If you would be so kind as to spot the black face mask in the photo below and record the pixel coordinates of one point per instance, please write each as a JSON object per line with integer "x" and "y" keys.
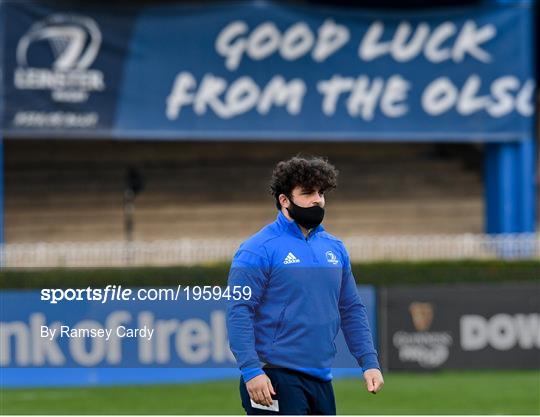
{"x": 307, "y": 217}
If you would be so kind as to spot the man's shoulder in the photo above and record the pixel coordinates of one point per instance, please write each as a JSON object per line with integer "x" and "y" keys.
{"x": 326, "y": 235}
{"x": 258, "y": 241}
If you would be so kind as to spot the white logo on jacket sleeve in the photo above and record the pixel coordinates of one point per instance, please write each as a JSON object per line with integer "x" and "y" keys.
{"x": 331, "y": 257}
{"x": 291, "y": 259}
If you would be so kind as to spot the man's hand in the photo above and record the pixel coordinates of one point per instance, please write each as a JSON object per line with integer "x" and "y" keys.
{"x": 374, "y": 380}
{"x": 260, "y": 390}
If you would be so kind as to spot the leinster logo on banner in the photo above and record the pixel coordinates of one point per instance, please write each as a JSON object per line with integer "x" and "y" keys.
{"x": 56, "y": 54}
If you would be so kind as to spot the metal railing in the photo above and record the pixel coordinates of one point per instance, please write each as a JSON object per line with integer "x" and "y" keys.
{"x": 190, "y": 251}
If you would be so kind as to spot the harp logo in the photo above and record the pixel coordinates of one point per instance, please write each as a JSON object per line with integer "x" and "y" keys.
{"x": 428, "y": 349}
{"x": 56, "y": 54}
{"x": 422, "y": 315}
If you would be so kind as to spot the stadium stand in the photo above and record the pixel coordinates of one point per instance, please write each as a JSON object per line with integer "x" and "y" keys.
{"x": 73, "y": 190}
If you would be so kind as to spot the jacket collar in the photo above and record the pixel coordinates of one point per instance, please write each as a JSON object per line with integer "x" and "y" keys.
{"x": 291, "y": 227}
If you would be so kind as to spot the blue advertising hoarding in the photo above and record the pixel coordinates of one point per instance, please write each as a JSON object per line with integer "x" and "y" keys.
{"x": 176, "y": 341}
{"x": 265, "y": 70}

**EXERCISE AIM:** Repeat each entry exactly. Pictures do not belong in the copy.

**PROBLEM SOLUTION:**
If you would be so kind as to spot the black face mask in the photo below and record the pixel coordinates of one point per instance, please write each as a JSON object per line with integer "x" and "y" keys.
{"x": 307, "y": 217}
If you would be so kind as to spot the man's shoulder in the photo above and record the pixel coordinates of one point per instance, please write each as a JSON object per line with integer "x" and "y" keys.
{"x": 326, "y": 235}
{"x": 258, "y": 241}
If you would be so kind as to spot the white logo on jacket sleeve in the photo above and record the pixel coordinates of one point per instance, please write each as a JSON object per line with integer "x" and "y" keys.
{"x": 331, "y": 257}
{"x": 291, "y": 259}
If you would be so kind as to spot the man's hand in the photo above and record the pixel coordinates of one point per instance, please write each as a JSON object per line with integer "x" and "y" keys.
{"x": 374, "y": 380}
{"x": 260, "y": 390}
If you would be so kind as to spot the leinster logo on banner in the photo above and record the pixel coordinates of one point per instance, please write each as a JSON object per line with integer "x" and "y" keys.
{"x": 56, "y": 54}
If you would be so kind as to spot the metal railing in the photo above and record the pixel coordinates of one point per instance, please write each as a JSON object per line with integer "x" and "y" keys.
{"x": 190, "y": 251}
If you would be so kind as to spot the harp logo in the photo above and record the pixel coordinates of one point per instance, please write each as a JSON object per line with integer "x" and "y" keys.
{"x": 428, "y": 349}
{"x": 56, "y": 54}
{"x": 422, "y": 315}
If you would be so kind as to spot the stadium stand in the photo above and record the pixel coordinates of one point per instance, please write each as a JSON object per line with integer "x" and "y" keys.
{"x": 73, "y": 190}
If you would be so kind as to spot the jacket collar in the photo above and record the pixel coordinates of one point per instance, please write each as a JSON object per line with integer "x" and "y" keys.
{"x": 291, "y": 227}
If you would be so kind as to spot the blue advertising hoarding in the photo above and record the pixel coordinates of one point per instance, please write each as a JSON object per line with integer "x" and "y" keys.
{"x": 176, "y": 341}
{"x": 265, "y": 70}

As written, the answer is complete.